— START OF DATA LISTING —

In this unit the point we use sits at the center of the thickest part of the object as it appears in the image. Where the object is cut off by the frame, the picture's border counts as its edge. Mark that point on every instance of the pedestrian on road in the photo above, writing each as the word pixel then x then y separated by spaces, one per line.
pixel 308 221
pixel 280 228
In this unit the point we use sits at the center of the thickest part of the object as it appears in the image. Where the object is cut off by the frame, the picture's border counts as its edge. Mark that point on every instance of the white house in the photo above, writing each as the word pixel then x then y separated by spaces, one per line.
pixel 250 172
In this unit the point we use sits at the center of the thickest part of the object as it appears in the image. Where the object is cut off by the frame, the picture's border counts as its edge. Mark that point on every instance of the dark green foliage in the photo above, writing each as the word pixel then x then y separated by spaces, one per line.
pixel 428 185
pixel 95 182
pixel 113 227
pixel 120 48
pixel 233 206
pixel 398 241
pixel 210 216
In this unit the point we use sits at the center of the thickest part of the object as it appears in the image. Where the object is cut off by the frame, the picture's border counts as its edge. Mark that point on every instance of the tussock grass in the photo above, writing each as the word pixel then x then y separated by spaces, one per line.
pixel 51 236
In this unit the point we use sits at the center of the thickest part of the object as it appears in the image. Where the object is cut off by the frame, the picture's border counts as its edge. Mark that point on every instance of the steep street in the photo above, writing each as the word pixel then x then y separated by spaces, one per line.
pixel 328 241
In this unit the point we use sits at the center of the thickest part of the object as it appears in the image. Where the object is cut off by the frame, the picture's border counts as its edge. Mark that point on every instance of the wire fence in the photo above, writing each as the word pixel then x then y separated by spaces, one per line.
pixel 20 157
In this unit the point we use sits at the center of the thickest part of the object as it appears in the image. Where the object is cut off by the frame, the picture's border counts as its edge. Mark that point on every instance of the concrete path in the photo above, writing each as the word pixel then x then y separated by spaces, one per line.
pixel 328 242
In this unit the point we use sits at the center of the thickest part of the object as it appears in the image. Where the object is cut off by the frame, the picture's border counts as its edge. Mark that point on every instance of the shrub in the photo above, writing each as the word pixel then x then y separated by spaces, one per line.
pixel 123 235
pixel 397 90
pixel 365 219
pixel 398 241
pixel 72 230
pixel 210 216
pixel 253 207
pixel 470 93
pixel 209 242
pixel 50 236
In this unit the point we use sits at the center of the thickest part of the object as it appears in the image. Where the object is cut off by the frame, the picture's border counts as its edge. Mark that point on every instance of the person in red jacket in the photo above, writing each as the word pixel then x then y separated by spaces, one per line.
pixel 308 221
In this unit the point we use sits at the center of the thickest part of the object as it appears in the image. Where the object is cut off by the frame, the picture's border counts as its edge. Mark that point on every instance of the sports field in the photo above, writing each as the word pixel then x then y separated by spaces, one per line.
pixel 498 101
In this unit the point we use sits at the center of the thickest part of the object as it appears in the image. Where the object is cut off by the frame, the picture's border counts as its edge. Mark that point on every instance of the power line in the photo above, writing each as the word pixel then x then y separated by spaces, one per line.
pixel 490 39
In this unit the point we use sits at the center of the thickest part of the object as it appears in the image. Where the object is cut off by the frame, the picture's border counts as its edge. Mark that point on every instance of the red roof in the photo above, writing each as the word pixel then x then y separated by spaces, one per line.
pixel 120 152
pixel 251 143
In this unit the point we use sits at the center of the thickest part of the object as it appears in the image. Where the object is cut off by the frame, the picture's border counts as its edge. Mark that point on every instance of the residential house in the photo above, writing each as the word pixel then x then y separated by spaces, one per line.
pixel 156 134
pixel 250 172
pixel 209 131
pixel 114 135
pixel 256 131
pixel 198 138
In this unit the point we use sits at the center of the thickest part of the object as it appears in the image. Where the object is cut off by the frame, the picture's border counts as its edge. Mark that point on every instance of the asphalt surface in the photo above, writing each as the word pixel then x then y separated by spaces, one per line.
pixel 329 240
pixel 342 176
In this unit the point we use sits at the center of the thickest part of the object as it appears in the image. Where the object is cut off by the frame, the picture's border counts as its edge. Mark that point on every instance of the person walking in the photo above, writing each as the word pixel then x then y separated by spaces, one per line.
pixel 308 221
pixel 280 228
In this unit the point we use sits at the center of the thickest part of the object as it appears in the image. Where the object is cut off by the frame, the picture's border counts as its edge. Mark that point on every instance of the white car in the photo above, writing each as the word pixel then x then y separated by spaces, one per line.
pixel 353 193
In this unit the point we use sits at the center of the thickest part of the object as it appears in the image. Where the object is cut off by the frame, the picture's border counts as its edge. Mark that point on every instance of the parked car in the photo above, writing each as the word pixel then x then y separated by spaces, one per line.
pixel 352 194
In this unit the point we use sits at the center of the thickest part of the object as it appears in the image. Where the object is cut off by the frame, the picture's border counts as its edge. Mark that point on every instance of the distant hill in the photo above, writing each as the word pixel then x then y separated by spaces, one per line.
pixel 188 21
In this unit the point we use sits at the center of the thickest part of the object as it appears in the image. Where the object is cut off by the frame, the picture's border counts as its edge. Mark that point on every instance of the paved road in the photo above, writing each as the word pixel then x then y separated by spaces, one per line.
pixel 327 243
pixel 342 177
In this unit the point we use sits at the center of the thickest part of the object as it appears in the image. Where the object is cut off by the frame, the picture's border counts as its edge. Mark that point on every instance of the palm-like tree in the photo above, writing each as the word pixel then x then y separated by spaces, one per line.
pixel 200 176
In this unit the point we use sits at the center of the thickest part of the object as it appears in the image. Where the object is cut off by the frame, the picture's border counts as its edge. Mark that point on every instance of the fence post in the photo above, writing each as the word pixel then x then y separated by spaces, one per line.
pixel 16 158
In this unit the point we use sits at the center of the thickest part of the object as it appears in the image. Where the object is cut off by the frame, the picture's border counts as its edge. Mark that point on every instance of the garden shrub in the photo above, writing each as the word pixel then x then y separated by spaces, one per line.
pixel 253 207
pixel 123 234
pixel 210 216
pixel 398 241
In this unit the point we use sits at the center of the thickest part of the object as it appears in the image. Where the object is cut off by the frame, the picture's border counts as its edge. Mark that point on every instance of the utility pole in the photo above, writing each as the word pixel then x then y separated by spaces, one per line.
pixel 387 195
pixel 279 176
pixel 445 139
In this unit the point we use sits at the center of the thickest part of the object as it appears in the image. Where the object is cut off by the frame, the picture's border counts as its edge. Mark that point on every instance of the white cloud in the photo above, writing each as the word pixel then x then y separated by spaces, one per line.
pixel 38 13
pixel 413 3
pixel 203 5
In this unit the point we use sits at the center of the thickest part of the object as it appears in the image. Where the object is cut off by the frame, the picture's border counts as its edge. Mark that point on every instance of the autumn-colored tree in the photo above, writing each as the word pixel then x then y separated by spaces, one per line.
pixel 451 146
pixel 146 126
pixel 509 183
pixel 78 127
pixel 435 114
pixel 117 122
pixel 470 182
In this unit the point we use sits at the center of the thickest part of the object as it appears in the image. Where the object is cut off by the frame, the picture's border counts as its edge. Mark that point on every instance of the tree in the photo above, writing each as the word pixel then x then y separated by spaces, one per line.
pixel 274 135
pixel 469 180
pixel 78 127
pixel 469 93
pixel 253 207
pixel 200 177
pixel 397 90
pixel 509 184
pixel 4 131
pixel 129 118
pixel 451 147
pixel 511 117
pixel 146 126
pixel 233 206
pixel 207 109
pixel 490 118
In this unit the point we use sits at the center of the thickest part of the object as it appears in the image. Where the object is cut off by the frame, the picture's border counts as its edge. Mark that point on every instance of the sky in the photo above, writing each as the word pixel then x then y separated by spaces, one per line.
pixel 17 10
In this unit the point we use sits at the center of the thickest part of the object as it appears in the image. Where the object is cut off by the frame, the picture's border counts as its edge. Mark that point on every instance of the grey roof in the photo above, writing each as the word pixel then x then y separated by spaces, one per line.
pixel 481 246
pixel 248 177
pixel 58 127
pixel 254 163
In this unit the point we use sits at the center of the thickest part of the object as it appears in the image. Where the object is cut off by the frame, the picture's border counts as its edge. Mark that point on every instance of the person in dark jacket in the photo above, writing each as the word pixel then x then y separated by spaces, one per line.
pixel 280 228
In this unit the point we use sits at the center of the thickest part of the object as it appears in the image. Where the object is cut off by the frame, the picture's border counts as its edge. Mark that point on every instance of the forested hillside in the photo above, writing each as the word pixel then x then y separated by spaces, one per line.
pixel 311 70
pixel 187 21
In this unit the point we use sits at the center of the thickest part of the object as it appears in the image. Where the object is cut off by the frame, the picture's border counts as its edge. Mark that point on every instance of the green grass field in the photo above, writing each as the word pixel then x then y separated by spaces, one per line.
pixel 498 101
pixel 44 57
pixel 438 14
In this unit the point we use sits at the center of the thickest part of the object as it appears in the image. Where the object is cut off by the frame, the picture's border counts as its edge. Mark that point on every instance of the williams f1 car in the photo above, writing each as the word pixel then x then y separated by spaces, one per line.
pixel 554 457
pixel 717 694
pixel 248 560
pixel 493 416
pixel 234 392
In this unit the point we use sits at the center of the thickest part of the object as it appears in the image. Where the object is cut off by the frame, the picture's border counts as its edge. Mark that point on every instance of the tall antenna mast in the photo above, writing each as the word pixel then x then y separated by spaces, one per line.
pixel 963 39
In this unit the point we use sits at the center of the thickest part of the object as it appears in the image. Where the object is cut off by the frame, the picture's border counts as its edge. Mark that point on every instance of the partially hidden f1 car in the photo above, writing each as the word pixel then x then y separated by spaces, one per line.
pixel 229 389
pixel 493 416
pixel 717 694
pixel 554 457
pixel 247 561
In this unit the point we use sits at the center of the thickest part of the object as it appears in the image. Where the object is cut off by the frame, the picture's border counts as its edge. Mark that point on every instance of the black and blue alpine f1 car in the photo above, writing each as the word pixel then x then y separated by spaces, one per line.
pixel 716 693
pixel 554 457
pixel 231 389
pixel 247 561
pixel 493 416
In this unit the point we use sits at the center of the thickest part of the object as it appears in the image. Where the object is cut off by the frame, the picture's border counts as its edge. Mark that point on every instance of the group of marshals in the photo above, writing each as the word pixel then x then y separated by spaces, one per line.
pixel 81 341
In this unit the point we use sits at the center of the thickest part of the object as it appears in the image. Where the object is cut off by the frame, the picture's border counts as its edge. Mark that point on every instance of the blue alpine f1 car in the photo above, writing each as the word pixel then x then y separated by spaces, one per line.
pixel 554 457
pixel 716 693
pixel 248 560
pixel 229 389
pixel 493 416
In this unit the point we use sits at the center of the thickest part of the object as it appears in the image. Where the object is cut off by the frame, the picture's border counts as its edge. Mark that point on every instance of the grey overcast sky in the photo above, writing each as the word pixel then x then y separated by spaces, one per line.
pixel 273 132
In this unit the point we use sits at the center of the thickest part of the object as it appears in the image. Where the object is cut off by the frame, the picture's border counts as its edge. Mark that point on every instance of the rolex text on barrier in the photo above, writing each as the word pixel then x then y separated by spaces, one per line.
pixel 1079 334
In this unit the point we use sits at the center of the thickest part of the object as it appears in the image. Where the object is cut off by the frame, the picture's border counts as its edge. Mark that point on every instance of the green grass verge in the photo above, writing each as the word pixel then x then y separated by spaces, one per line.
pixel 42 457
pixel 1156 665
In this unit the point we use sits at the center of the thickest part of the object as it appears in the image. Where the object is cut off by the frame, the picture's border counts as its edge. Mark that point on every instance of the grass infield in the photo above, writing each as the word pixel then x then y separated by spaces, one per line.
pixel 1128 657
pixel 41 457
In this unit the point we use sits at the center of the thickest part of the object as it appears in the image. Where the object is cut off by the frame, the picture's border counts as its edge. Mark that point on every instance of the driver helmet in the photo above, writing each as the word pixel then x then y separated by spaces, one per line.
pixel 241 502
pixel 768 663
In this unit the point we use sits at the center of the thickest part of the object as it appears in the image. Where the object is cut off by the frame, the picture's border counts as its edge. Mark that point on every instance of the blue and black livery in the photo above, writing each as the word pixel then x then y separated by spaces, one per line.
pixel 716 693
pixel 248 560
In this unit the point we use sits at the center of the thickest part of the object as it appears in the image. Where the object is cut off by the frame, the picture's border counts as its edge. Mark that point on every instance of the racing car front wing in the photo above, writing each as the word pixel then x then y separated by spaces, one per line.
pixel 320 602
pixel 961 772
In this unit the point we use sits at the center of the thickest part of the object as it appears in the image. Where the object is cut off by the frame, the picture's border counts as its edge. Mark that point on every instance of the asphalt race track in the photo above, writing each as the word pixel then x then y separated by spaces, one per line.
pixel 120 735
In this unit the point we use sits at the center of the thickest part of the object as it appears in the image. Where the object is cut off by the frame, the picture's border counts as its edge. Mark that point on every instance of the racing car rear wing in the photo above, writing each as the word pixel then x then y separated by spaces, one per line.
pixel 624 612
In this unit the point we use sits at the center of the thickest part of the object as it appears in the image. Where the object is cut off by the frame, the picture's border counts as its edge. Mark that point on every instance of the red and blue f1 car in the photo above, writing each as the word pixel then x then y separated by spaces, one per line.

— END OF DATA LISTING —

■ **GOAL OF THE EXERCISE**: Nothing outside the span should appear: transcribe the lines from the one containing "racing car rear" through the last line of the records.

■ **RESULT OF THE EXERCISE**:
In this unit the point we use sits at the center of the thickest part of the object as it appears in the image. Where the object is cut off by the frame, the picture's border counts as its edge. Mark that point on every instance of the racing car rear wing in the photo above, writing each as the word pixel then x then y separated by spaces, one per line.
pixel 624 612
In this unit the point we use sits at the center of the thickest part of the object as it appears in the image. Where the object is cut off by the frame, the picture's border counts as its edge. Mark that point on every instance of the red and blue f1 car in the photo above, writing each as the word pixel then x then y separated by spaces, one per line.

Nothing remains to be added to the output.